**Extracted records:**
◆ ◆ ◆ ◆ ◆ ◆ ◆

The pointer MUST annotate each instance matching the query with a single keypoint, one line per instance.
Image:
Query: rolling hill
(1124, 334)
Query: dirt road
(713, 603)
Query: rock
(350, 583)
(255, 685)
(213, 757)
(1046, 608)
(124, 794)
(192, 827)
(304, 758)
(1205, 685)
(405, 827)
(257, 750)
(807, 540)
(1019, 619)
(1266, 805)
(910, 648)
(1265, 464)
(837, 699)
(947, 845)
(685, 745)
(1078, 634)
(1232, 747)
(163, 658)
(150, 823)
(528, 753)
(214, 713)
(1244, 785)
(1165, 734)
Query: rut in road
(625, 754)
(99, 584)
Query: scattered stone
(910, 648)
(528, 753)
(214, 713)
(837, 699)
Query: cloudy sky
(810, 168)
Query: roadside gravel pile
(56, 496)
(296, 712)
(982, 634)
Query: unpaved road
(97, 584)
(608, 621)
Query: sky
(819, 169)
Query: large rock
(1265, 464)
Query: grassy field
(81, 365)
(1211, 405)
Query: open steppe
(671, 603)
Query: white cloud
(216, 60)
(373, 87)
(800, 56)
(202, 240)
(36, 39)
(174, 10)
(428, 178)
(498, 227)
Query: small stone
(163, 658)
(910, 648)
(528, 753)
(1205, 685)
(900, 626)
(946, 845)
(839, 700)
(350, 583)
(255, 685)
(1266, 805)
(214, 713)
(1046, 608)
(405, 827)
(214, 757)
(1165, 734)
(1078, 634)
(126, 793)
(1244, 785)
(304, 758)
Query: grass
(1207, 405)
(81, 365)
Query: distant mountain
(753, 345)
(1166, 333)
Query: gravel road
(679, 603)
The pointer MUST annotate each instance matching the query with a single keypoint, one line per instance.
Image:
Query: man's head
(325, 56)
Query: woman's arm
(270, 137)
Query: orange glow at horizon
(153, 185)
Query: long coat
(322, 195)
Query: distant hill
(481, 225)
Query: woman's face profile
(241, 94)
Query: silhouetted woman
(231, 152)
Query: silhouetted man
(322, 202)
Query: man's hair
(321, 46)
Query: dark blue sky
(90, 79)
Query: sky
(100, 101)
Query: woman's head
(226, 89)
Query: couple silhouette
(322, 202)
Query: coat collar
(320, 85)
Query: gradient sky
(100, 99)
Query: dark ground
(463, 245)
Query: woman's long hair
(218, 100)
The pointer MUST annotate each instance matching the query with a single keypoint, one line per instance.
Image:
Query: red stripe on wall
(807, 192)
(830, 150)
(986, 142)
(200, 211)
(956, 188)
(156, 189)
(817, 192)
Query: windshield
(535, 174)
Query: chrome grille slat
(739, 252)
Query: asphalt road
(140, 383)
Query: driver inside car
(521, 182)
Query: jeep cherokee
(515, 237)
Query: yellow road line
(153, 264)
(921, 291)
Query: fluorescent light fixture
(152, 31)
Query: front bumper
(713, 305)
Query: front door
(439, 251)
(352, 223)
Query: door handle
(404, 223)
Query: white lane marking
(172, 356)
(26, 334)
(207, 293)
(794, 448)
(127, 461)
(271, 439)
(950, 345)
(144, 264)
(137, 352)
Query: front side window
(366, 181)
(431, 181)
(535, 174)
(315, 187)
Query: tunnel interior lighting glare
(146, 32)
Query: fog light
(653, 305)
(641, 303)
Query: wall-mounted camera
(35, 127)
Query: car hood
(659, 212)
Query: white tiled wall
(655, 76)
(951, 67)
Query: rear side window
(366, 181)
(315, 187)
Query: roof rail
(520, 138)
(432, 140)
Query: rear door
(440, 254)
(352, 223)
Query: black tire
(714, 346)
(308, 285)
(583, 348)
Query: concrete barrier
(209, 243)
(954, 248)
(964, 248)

◆ ◆ ◆ ◆ ◆ ◆ ◆

**THE PROBLEM:** Each record above needs to be written out exactly, with nothing left out.

**SOLUTION FOR THIS PROBLEM:**
The pointer MUST annotate each instance matching the query with a single keypoint, one line per instance.
Image:
Query: rolling hill
(1124, 334)
Query: dirt road
(713, 603)
Query: rock
(350, 583)
(255, 685)
(213, 757)
(1046, 608)
(124, 794)
(192, 827)
(304, 758)
(1205, 685)
(405, 827)
(257, 750)
(807, 540)
(1019, 619)
(1266, 805)
(910, 648)
(1265, 464)
(837, 699)
(947, 845)
(685, 745)
(1078, 634)
(1232, 747)
(163, 658)
(150, 823)
(528, 753)
(214, 713)
(1244, 785)
(1165, 734)
Query: rut in road
(625, 754)
(99, 584)
Query: scattered stone
(910, 648)
(528, 753)
(214, 713)
(837, 699)
Query: cloudy sky
(810, 168)
Query: roadside gravel pile
(56, 496)
(296, 712)
(982, 634)
Query: unpaved road
(97, 584)
(608, 621)
Query: sky
(819, 169)
Query: large rock
(1265, 464)
Query: grassy field
(81, 365)
(1211, 405)
Query: open steppe
(671, 603)
Query: white cloud
(216, 60)
(373, 87)
(800, 56)
(202, 240)
(36, 39)
(174, 10)
(428, 178)
(498, 227)
Query: small stone
(163, 658)
(910, 648)
(528, 753)
(1205, 685)
(900, 626)
(946, 845)
(839, 700)
(350, 583)
(255, 685)
(1266, 805)
(214, 713)
(1046, 608)
(405, 827)
(214, 757)
(1165, 734)
(1078, 634)
(126, 793)
(1244, 785)
(304, 758)
Query: grass
(1207, 405)
(81, 365)
Query: distant mountain
(753, 345)
(1166, 333)
Query: gravel road
(679, 603)
The pointer MUST annotate each instance matching the query with a single keypoint, one line per instance.
Image:
Query: man's head
(325, 56)
Query: woman's arm
(270, 137)
Query: orange glow at horizon
(153, 185)
Query: long coat
(322, 195)
Query: distant hill
(481, 225)
Query: woman's face profile
(241, 94)
Query: silhouetted woman
(231, 152)
Query: silhouetted man
(322, 202)
Query: man's hair
(321, 46)
Query: dark blue sky
(90, 79)
Query: sky
(100, 101)
Query: woman's head
(226, 89)
Query: couple silhouette
(322, 202)
Query: coat collar
(320, 85)
Query: gradient sky
(100, 99)
Query: dark ground
(463, 245)
Query: woman's long hair
(218, 100)
The pointer MUST annotate each instance matching the query with a single keypoint, one line per instance.
Image:
Query: red stripe on wall
(807, 192)
(830, 150)
(986, 142)
(200, 211)
(956, 188)
(156, 189)
(817, 192)
Query: windshield
(535, 174)
Query: chrome grille slat
(739, 252)
Query: asphalt road
(140, 383)
Query: driver inside car
(521, 182)
Query: jeep cherokee
(515, 237)
Query: yellow road line
(153, 264)
(921, 291)
Query: fluorescent light fixture
(152, 31)
Query: front bumper
(713, 305)
Query: front door
(439, 251)
(352, 223)
Query: door handle
(404, 223)
Query: white lane marking
(172, 356)
(26, 334)
(207, 293)
(794, 448)
(127, 461)
(271, 439)
(950, 345)
(144, 264)
(137, 352)
Query: front side window
(366, 181)
(431, 181)
(535, 174)
(315, 187)
Query: tunnel interior lighting glare
(146, 32)
Query: fog light
(653, 305)
(641, 303)
Query: wall-mounted camera
(35, 127)
Query: car hood
(659, 212)
Query: white tiled wall
(655, 76)
(951, 67)
Query: rear side window
(366, 181)
(315, 187)
Query: roof rail
(520, 138)
(432, 140)
Query: rear door
(440, 254)
(352, 223)
Query: black tire
(714, 346)
(308, 285)
(583, 348)
Query: concrete barrier
(209, 243)
(954, 248)
(964, 248)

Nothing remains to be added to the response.